[START SUPPLIED TEXT]

Activities of the Expert Team on Marine Climatology (ETMC)
The Terms of Reference of the Expert Team on Marine Climatology (ETMC) are provided here.
The ETMC is involved in the following activities:
- The Marine Climatological Summaries Scheme (MCSS)
- The review and modernization of the MCSS, which will eventually become obsolete.
- The Development of the Marine Climate Data System (MCDS)
The MCSS, established by WMO in 1964 (see video on the celebration of the MCSS 50th Anniversary on the occasion of CLIMAR-4 here), has as its primary objective the international exchange, quality control and archival of delayed mode marine climatological data, in support of global climate studies and the provision of a range on marine climatological services. Eight countries are designated to process the data and regularly publish the climatological summaries. Two Global Data Collecting Centres (GCC) were established in 1993 in Germany and the United Kingdom to facilitate and enhance the flow and quality control of the data. All data are eventually archived in the appropriate World Data Centres, such as the National Climatic Data Center (NCDC).
- International Marine Meteorological Tape - IMMT-5 (see also IMMT-4 format, and IMMT-3 format)
- Minimum Quality Control Standard - MQCS-7 (see also MQCS-6 , and MQCS-5)
- Minimum Quality Control software (version 5)
- Data Flow Diagram (from DWD)
- GCC Annual reports
- Preservation of marine data, and past publications
Historical Data can be requested from the International Comprehensive Ocean-Atmosphere Data Set (ICOADS). More details on ICOADS and how to access the data on its web site are available at http://icoads.noaa.gov/products.html.
JCOMM and its Data Management Coordination Group recommended a review and restructuring of the MCSS and requested the ETMC-in liaison with the JCOMM Expert Team on Wind Waves and Storm Surges (ETWS), the Expert Team on Sea Ice (ETSI), the WMO Commission for Climatology (CCl), and the joint CCl/CLIVAR/JCOMM Expert Team on Climate Change Detection and Indices (ETCCDI)-to explore how oceanographic and ice climatologies could be coordinated with the marine meteorological data, so that the results could be viewed as an integrated product.
At its Second Session, Geneva, Switzerland, October 2006, the DMCG agreed on the need for modernization of the management of the two separate functions of the MCSS:
- The delayed-mode VOS data handling
- The preparation of the Marine Climatological Summaries (MCS)

[END SUPPLIED TEXT]

→ WHAT IS ASKED:
1/ Name every body the ETMC was asked to work in liaison with, according to the ETMC activities page.
2/ Reproduce the part of the ETMC activities page starting with "- The Development" and going on through "Data Center (NCDC).".

[START COLLECTED DATA]

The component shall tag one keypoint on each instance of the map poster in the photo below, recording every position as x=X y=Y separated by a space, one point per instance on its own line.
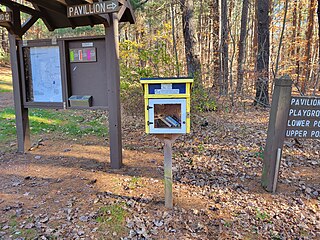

[END COLLECTED DATA]

→ SOLVED PROBLEMS:
1/
- The JCOMM Expert Team on Wind Waves and Storm Surges (ETWS)
- The Expert Team on Sea Ice (ETSI)
- The WMO Commission for Climatology (CCl)
- The joint CCl/CLIVAR/JCOMM Expert Team on Climate Change Detection and Indices (ETCCDI)

2/
- The Development of the Marine Climate Data System (MCDS)
The MCSS, established by WMO in 1964 (see video on the celebration of the MCSS 50th Anniversary on the occasion of CLIMAR-4 here), has as its primary objective the international exchange, quality control and archival of delayed mode marine climatological data, in support of global climate studies and the provision of a range on marine climatological services. Eight countries are designated to process the data and regularly publish the climatological summaries. Two Global Data Collecting Centres (GCC) were established in 1993 in Germany and the United Kingdom to facilitate and enhance the flow and quality control of the data. All data are eventually archived in the appropriate World Data Centres, such as the National Climatic Data Center (NCDC).